● THE TASK:
Copy every one of the following items line by line, leaving each character unchanged.

— BEGIN MATERIAL TO PROCESS —

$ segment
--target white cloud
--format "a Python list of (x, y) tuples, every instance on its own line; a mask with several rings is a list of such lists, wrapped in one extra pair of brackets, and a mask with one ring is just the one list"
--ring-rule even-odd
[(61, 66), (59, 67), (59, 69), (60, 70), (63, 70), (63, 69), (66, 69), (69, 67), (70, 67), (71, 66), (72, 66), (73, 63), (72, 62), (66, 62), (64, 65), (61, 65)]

— END MATERIAL TO PROCESS —

● ANSWER:
$ segment
--target white cloud
--format "a Python list of (x, y) tuples, every instance on its own line; a mask with several rings is a list of such lists, wrapped in one extra pair of brackets, and a mask with one ring is just the one list"
--ring-rule even-odd
[(61, 66), (59, 67), (59, 69), (60, 70), (63, 70), (63, 69), (66, 69), (69, 67), (70, 67), (71, 66), (72, 66), (73, 63), (72, 62), (66, 62), (64, 65), (61, 65)]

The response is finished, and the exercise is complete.